Remove last item if it is incomplete.
--------------------------- LAST 4 LINES ---------------------------
Yumin_Kye 1:02:32
Yeah, I think we can wrap up maybe.
Yen-Hsin_Lin 1:02:32
Yeah.
-------------------------------- END -------------------------------


### Convert into DataFrame
Convert the list with successive items being `['timestamp', 'speaker]` and `'utterance'` items into a DataFrame

In [110]:
transcript_triad = []
for ind, line in enumerate(transcript_list) :
    if ind % 2 == 0 and ind+1 < len(transcript_list):
        # these are speaker/timestamp lines
        if line[0].isdigit() :
            # the start is a timestamp
            timestamp = line.split(' ')[0]
            speaker = ' '.join(line.split(' ')[1:])
            utterance = transcript_list[ind+1]
        else :
        # The line contains speaker but not timestamps 
            timestamp = ''
            speaker = line
            if len(line.split(' ')) > 2 :
                print("*****************************************")

## STORED RECORDS
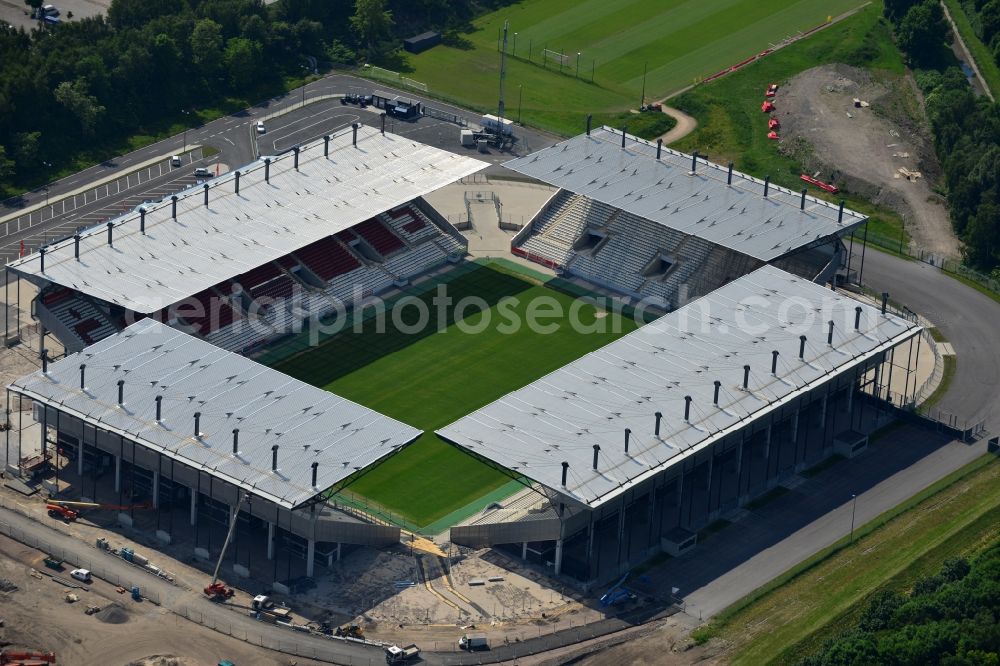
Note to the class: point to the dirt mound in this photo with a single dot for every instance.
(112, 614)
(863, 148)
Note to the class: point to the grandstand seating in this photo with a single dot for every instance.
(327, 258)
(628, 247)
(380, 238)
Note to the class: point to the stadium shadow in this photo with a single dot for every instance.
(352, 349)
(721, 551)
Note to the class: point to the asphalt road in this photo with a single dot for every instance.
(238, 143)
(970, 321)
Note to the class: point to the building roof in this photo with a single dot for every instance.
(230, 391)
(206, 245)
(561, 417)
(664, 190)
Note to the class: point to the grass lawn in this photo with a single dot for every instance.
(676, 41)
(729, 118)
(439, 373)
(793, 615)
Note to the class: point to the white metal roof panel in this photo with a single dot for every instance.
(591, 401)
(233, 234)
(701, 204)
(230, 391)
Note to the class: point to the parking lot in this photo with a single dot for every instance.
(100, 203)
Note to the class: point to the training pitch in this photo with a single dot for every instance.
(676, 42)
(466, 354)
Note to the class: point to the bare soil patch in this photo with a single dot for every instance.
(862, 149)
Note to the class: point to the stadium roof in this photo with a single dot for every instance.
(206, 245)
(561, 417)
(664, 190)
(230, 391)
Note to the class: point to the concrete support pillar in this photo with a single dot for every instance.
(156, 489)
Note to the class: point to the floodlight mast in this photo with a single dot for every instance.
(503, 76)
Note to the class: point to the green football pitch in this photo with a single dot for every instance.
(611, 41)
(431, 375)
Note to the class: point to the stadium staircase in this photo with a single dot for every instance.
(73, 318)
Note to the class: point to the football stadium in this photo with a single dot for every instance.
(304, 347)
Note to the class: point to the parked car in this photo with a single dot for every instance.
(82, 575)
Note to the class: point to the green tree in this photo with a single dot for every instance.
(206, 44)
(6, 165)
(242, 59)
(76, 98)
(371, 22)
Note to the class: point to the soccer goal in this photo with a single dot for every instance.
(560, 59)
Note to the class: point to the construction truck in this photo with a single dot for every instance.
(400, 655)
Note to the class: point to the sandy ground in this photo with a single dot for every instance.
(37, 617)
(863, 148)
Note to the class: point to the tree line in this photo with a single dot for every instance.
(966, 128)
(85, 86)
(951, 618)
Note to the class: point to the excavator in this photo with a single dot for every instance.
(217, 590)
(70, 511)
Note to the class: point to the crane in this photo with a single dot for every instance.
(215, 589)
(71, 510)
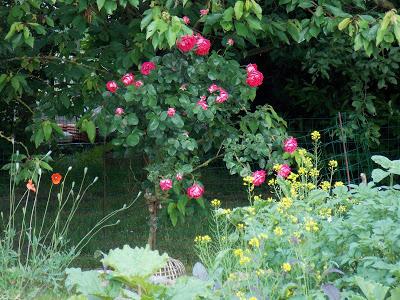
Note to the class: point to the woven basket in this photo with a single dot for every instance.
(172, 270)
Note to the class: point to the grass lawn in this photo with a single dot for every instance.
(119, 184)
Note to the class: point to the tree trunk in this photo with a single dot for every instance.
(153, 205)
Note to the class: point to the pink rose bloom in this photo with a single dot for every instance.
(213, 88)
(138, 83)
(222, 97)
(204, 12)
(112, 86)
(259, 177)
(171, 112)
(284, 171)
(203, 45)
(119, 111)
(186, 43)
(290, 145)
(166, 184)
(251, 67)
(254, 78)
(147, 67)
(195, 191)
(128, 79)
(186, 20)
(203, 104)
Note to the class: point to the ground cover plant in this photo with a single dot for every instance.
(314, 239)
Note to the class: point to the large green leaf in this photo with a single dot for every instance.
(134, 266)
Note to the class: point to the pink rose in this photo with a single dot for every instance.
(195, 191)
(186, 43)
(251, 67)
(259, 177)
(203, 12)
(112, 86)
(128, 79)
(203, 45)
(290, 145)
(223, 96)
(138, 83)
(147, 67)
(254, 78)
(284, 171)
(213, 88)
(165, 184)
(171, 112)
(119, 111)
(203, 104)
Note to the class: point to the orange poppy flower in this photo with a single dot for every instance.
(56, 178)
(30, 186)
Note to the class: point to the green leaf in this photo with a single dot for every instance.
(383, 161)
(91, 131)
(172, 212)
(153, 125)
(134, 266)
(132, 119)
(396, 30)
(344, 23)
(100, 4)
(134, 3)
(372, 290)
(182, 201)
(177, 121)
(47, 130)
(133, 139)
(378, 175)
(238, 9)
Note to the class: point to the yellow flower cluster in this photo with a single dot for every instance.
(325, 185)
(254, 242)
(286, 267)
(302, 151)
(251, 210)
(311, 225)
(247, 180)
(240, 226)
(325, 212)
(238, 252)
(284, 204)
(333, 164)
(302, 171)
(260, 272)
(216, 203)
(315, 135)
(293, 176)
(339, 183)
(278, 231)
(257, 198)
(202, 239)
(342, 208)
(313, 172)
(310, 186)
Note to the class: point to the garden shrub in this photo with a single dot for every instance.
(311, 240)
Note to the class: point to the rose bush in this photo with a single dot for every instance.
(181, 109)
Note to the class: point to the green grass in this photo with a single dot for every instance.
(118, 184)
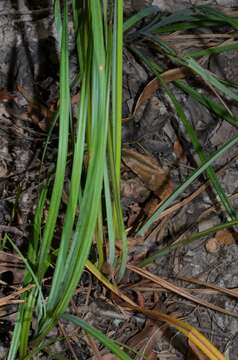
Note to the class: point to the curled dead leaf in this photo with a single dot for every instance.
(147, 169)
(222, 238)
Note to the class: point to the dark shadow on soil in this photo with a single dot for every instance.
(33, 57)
---
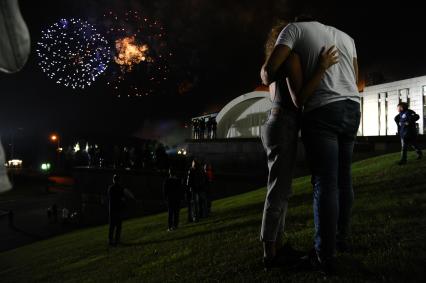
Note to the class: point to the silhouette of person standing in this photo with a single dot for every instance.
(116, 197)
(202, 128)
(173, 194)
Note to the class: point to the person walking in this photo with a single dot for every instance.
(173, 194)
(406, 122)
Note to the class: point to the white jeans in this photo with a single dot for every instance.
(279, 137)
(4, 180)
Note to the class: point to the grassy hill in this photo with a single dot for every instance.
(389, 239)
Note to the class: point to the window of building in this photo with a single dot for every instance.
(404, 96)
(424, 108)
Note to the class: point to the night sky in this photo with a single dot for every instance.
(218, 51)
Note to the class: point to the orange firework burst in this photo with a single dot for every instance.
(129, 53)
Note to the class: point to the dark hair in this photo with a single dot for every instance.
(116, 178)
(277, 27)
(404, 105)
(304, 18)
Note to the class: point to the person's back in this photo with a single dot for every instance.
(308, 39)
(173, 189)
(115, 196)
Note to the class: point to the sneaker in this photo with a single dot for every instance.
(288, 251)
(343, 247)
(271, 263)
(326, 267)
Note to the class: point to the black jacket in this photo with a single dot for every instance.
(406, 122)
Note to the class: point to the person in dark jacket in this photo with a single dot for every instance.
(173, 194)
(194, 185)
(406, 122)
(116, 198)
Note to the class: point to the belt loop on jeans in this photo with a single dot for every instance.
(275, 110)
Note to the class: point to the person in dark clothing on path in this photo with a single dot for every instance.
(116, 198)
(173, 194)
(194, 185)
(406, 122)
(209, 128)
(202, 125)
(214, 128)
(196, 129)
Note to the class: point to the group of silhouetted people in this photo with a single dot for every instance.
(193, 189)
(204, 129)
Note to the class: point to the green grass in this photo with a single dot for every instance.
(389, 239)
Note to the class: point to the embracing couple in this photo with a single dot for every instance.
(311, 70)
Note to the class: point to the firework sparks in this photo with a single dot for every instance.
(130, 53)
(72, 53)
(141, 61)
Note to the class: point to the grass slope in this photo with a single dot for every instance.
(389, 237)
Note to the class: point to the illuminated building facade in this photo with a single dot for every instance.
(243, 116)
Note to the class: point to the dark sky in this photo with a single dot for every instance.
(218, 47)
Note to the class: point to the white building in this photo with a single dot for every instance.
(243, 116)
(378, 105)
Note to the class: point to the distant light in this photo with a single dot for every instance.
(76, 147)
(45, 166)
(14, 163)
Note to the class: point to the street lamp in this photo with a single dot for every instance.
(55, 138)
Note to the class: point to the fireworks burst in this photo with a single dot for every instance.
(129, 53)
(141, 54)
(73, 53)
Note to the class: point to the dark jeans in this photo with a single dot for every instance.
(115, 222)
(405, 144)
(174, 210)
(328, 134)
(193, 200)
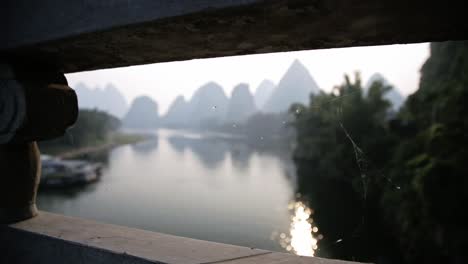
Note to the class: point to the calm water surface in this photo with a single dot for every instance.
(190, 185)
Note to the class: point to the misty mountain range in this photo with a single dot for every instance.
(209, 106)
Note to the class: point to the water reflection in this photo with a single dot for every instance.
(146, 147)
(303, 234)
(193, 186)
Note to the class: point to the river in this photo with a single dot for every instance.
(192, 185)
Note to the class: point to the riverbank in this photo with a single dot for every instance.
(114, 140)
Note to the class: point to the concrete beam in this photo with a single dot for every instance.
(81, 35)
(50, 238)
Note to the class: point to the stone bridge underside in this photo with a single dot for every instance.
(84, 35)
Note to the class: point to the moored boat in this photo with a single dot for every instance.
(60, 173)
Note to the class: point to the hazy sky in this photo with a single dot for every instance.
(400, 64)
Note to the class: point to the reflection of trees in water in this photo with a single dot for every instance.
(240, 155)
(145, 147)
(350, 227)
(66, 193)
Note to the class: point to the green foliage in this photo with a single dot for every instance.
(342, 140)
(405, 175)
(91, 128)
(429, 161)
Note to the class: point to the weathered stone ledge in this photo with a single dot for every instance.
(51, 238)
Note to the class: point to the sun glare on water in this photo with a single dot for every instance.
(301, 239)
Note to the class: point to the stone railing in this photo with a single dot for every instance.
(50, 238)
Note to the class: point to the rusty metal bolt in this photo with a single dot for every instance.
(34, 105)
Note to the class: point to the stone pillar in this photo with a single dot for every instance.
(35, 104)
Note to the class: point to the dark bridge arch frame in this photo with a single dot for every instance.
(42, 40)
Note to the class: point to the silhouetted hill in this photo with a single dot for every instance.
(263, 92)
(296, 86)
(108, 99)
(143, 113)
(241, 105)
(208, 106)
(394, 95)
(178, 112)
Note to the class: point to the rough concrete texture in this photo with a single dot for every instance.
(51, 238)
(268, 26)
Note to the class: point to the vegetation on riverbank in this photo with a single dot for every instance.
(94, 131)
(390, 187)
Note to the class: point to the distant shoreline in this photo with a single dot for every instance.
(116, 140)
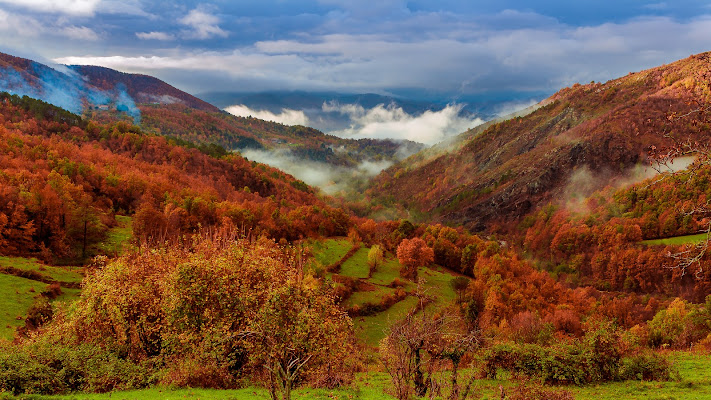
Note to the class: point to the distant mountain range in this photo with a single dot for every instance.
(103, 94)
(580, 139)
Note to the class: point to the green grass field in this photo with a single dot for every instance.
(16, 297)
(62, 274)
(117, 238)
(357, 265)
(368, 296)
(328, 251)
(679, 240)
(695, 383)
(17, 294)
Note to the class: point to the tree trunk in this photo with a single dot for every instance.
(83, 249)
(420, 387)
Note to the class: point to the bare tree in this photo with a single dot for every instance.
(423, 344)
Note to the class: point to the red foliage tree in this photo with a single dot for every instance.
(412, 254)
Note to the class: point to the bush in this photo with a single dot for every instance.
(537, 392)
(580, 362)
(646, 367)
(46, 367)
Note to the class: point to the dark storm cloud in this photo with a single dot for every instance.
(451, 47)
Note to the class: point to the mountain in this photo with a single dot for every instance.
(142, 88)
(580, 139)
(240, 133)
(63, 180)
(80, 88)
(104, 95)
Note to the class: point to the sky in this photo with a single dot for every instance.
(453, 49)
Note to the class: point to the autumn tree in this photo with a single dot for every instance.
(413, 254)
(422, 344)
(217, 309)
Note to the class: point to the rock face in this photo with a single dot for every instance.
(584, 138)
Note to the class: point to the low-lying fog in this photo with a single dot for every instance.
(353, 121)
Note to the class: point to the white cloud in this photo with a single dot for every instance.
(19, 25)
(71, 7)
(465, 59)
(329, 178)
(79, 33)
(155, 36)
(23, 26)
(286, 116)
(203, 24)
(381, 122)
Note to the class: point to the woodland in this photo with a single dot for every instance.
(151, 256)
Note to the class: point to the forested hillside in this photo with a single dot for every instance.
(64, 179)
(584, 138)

## GOAL
Please carry on the transcript-to-DataFrame notebook code, starting right after its last line.

## IN RESPONSE
                print("Problem found!")
                print(transcript_list[ind-3:ind+1])
                print(ind)
                print("*****************************************")
                break
            utterance = transcript_list[ind+1]
        turn_data = { 'timestamp' : timestamp,
                      'speaker'   : speaker,
                      'utterance' : utterance
                    }
        transcript_triad.append(turn_data)
            

In [114]:
# print(transcript_triad)
df = pd.DataFrame(transcript_triad)
df.sample(5)

Unnamed: 0,timestamp,speaker,utterance
24,,Yumin_Kye 4:09,And I will just quickly explain about the back...
392,,Yumin_Kye 1:00:43,Yeah.
325,,Yen-Hsin_Lin 48:31,"…it won't be too noisy? I don't know, just ju..."
13,,Yen-Hsin_Lin 1:46,Yeah.
152,,Yumin_Kye 23:51,This sign up process field because my initial ...


### Save DataFrame
Because this involves text which can have punctuations including commas and semicolons, a CSV file is not recommended. Instead, save it as an excel file.

In [112]:
excel_name = transcript_path.split(".docx")[0] + ".xlsx"
df.to_excel(excel_name, index=False)
print("File saved to:", excel_name)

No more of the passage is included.